LISTA DE TAREAS:
**a.** Reproduce del fragmento seleccionado el pasaje que comienza con "-¡Silencio! -gritó. Como" y sigue hasta "una cebra moribunda.".
**b.** Enumera los nombres de las personas que, junto con quien narra, se lanzan sobre doña Monsi en el fragmento seleccionado.

FRAGMENTO SELECCIONADO:
────────────────

En ese momento, apareció doña Monsi, que llegaba de la peluquería, con lo que medía casi el doble gracias a los dos litros de laca que le sostenían el peinado cumulonimbo. Carmela, Bernardo, Úrsula, Brígida, Alberto y yo nos lanzamos sobre la pobre mujer para que pusiera orden en aquella estupidez del ascensor.
-¡Silencio! -gritó. Como el médico me recomendó tranquilidad, le he dado la subpresidencia del edificio a la Padilla, así que disuélvanse y quiten a ese animal de mi rellano -dijo señalando a María Victoria que se encontraba desmayada en el suelo y parecía una cebra moribunda.

domingo, 7 de diciembre de 2014

LAS CUENTAS DE NAVIDAD
Los recortes navideños han llegado al edificio y, este año, se ha cambiado el alumbrado de luces de colores por nueve velas blancas que sobraron en la tienda de Chen Yu de la temporada pasada. La decisión ha sido unilateral y sin vuelta atrás. La presidenta, doña Monsi, lo comunicó a todos los vecinos con nocturnidad y alevosía, a través del hilo musical de la escalera a última hora del martes y, temiendo que se formara una tangana, mandó a Neruda a vigilar su puerta durante toda la noche. Sin embargo, las hermanísimas y la Padilla se metieron en su piso cuando, al día siguiente, Carmela, entró a llevarle un caldito de pollo que le había preparado. Allí las tres le cantaron las cuarenta.

────────────────

EL MATERIAL:
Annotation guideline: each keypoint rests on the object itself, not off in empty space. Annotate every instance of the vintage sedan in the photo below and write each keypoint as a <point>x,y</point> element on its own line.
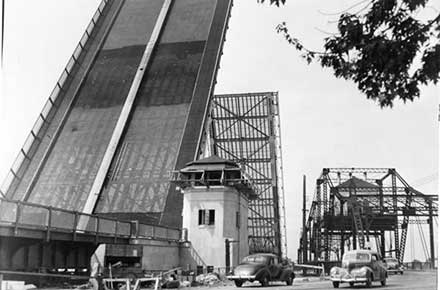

────────────────

RESPUESTAS POR TAREA:
**a.**
-¡Silencio! -gritó. Como el médico me recomendó tranquilidad, le he dado la subpresidencia del edificio a la Padilla, así que disuélvanse y quiten a ese animal de mi rellano -dijo señalando a María Victoria que se encontraba desmayada en el suelo y parecía una cebra moribunda.

**b.** Carmela, Bernardo, Úrsula, Brígida y Alberto.